▶ **Work instructions**: Turn the listing below into a Markdown table with two columns, Row and Line, numbering each line in order. Cover only the lines from the line containing "Point to the grass" through the end of the listing, including both, and leave out any blank lines.

▶ **Provided data**:
** START **

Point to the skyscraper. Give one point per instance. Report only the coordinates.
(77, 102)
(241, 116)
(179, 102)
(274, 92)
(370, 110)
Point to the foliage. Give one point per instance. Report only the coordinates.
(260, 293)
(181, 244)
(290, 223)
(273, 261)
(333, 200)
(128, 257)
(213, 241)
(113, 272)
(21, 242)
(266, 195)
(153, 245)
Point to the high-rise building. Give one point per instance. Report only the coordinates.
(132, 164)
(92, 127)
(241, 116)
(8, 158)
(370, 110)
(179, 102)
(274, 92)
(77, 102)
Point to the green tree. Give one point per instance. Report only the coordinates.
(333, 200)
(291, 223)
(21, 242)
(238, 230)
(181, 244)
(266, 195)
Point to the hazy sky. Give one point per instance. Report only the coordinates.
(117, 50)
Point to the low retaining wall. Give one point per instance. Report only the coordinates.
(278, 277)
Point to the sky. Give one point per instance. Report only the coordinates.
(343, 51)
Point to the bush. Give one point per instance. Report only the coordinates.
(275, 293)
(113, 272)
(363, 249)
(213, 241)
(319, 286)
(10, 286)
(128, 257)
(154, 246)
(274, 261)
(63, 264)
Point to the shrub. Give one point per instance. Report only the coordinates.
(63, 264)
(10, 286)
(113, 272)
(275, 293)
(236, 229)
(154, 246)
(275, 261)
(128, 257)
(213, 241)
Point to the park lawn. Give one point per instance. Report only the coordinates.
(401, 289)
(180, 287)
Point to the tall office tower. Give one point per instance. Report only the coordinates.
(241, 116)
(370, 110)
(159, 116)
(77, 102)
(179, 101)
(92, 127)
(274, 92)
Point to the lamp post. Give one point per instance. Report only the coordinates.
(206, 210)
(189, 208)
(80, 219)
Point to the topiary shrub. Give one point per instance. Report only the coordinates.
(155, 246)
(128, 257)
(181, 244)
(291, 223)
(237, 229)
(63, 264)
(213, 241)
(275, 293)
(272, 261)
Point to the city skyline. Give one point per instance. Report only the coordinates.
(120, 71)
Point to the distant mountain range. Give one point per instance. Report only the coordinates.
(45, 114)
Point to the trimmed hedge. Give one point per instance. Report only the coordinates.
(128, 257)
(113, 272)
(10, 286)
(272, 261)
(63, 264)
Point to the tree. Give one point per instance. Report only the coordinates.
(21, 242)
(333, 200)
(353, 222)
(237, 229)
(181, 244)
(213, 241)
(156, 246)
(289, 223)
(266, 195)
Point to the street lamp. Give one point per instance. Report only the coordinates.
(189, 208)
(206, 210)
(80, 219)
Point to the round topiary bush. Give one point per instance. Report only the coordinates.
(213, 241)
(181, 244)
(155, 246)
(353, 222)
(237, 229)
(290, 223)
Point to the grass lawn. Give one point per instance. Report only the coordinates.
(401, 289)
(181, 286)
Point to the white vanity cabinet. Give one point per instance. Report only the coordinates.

** END **

▶ **Exercise solution**:
| Row | Line |
|---|---|
| 1 | Point to the grass lawn. Give one point per instance. Report only the coordinates. |
| 2 | (401, 289) |
| 3 | (181, 286) |
| 4 | Point to the white vanity cabinet. Give one point per instance. Report only the coordinates. |